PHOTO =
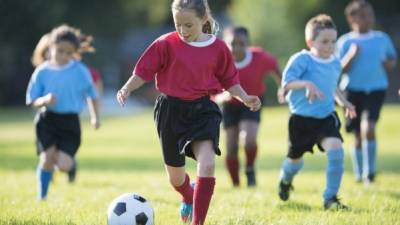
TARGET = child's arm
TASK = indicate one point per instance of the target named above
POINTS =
(46, 100)
(342, 101)
(251, 101)
(132, 84)
(349, 57)
(389, 64)
(93, 106)
(312, 91)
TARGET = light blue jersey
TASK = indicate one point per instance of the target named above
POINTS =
(323, 73)
(70, 84)
(367, 72)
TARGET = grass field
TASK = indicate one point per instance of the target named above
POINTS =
(124, 156)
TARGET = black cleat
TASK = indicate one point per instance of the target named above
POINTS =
(284, 190)
(72, 173)
(251, 177)
(334, 204)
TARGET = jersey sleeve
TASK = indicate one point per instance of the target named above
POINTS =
(151, 61)
(35, 88)
(227, 74)
(294, 69)
(390, 50)
(342, 46)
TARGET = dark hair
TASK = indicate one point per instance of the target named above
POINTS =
(355, 6)
(202, 9)
(65, 33)
(318, 23)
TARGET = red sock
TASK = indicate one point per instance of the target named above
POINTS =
(202, 196)
(186, 191)
(232, 164)
(251, 154)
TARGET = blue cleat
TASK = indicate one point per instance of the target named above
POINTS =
(186, 212)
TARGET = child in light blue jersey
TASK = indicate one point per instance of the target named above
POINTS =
(311, 78)
(59, 88)
(366, 57)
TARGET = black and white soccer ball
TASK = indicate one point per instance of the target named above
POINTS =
(130, 209)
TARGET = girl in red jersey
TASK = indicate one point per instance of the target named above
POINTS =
(186, 65)
(253, 64)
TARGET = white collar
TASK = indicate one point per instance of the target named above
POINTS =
(203, 43)
(62, 67)
(246, 61)
(321, 60)
(368, 35)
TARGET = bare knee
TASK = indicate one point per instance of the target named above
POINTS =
(64, 161)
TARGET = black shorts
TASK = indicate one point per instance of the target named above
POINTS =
(305, 132)
(61, 130)
(179, 123)
(233, 114)
(368, 107)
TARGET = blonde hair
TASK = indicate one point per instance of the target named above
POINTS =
(202, 10)
(316, 24)
(41, 52)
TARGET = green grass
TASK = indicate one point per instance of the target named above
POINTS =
(124, 156)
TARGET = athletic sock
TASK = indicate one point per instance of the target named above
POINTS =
(203, 192)
(186, 190)
(334, 172)
(232, 164)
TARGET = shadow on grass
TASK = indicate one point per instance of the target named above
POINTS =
(9, 161)
(294, 206)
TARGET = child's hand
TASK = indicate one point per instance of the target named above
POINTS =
(95, 122)
(253, 102)
(122, 95)
(313, 92)
(353, 50)
(350, 110)
(281, 95)
(49, 99)
(223, 97)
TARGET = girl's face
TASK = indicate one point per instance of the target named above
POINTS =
(324, 44)
(62, 52)
(238, 44)
(364, 20)
(188, 25)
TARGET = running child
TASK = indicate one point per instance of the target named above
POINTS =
(59, 88)
(367, 55)
(253, 64)
(311, 78)
(186, 65)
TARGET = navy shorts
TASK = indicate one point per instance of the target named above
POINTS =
(232, 114)
(368, 107)
(305, 132)
(179, 123)
(61, 130)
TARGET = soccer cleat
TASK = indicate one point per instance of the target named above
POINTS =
(334, 204)
(72, 173)
(186, 212)
(251, 177)
(284, 190)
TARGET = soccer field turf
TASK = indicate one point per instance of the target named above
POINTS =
(124, 156)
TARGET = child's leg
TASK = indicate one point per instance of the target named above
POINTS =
(334, 168)
(356, 157)
(180, 180)
(205, 156)
(368, 148)
(45, 171)
(290, 168)
(232, 159)
(64, 161)
(250, 129)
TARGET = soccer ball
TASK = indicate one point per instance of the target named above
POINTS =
(130, 209)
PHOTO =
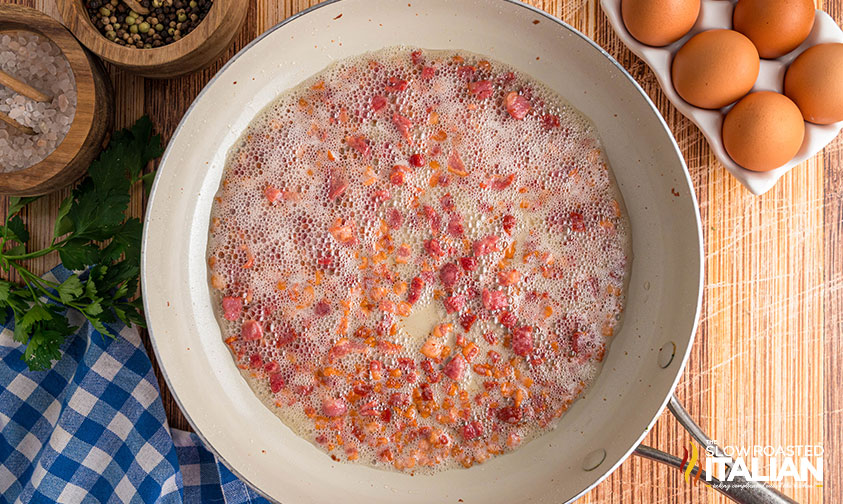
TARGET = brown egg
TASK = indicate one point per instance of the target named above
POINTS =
(715, 68)
(776, 27)
(815, 82)
(763, 131)
(659, 22)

=-=-=-=-=

== EXERCISE BRIEF ==
Return all of the records above line for line, leaving out the pictures.

== WRITTEN ANSWER ==
PHOTO =
TARGET = child's arm
TASK = indicate one point per instance of the target named above
POINTS =
(46, 100)
(342, 101)
(251, 101)
(132, 84)
(349, 57)
(389, 64)
(93, 106)
(312, 91)
TARGET = light blue jersey
TASK = indicate one point per instance of the target named above
POINTS =
(323, 73)
(70, 84)
(367, 72)
TARGET = grass field
TASK = indicate one point per instance of the target named above
POINTS =
(124, 156)
TARGET = black cleat
TASK = indicate one point per instance of the target named above
POINTS =
(284, 190)
(72, 173)
(251, 177)
(334, 204)
TARGET = jersey sleeve
TASK = indicate one point per instance of the target named above
POINTS =
(151, 61)
(35, 88)
(227, 74)
(294, 69)
(390, 50)
(342, 46)
TARGET = dark hair
TASK = indicate one point per instance of the target named above
POINTS =
(355, 6)
(202, 9)
(65, 33)
(318, 23)
TARGET = red sock
TASK = indicate one point per instance of the target named above
POINTS =
(202, 196)
(186, 191)
(232, 164)
(251, 154)
TARGET = blue cleat
TASK = indicate one point per instance of the target named above
POINTS =
(186, 212)
TARGET = child in light blue jersey
TASK = indicate one point per instance of the target named above
POINTS =
(311, 78)
(59, 88)
(366, 57)
TARGET = black and white soccer ball
TASK = indicate one point per instance of the target named above
POINTS =
(130, 209)
TARGET = girl in red jersey
TASK = indicate one point per instance of the target named above
POINTS =
(186, 65)
(253, 64)
TARGET = white collar
TASK = indicate one point per instance of the target named above
POINTS =
(203, 43)
(62, 67)
(246, 61)
(321, 60)
(368, 35)
TARGET = bare knee
TASK = indicate one point per instance of the target named above
POINTS =
(64, 161)
TARGET = black shorts
TASK = indicate one point per instance of the target named above
POINTS =
(305, 132)
(61, 130)
(179, 123)
(233, 114)
(368, 107)
TARGET = blonde hair
TASK = indicate one point per instance of the target named above
POINTS =
(202, 10)
(316, 24)
(41, 52)
TARGET = green grass
TASK = indicate one point per instance of the target named above
POINTS =
(124, 156)
TARGET = athletic sock
TASK = indicate one point per instance of the target named above
POINTS =
(203, 192)
(186, 190)
(334, 172)
(232, 164)
TARGET = shadow on grass
TASK = indicate one point per instance of the target named above
POINTS =
(9, 161)
(294, 206)
TARGET = child's hand
TASK = indicate one point per instance of the target named above
POINTS =
(95, 122)
(253, 102)
(122, 95)
(313, 92)
(353, 50)
(350, 110)
(281, 95)
(49, 99)
(223, 97)
TARGET = girl's face
TASK = indicate one point per instance of the target named above
POINTS =
(324, 44)
(62, 52)
(238, 44)
(364, 20)
(188, 25)
TARGET = running child
TASK = indicate one point per instance of the target named above
POINTS =
(59, 88)
(367, 55)
(253, 64)
(311, 78)
(186, 65)
TARGET = navy shorts
TASK = indicate one point per instance of the target named above
POINTS =
(232, 114)
(368, 107)
(305, 132)
(179, 123)
(61, 130)
TARGET = soccer cleat
TASK = indicate one point per instance of the target named above
POINTS =
(334, 204)
(72, 173)
(186, 212)
(251, 177)
(284, 190)
TARGET = soccer field turf
TASK = indicate one point per instance of the target named above
POINTS =
(124, 156)
TARGET = child's leg
TASK = indicate one point per instance of the target named above
POINTS =
(334, 168)
(356, 157)
(180, 180)
(205, 156)
(368, 148)
(45, 171)
(290, 168)
(232, 159)
(64, 161)
(250, 129)
TARGET = soccer ball
TASK = indicate one point per instance of the target named above
POINTS =
(130, 209)
PHOTO =
TARGET = brown egg
TASK = indicate one point per instance of the target named above
POINTS =
(715, 68)
(776, 27)
(815, 82)
(763, 131)
(659, 22)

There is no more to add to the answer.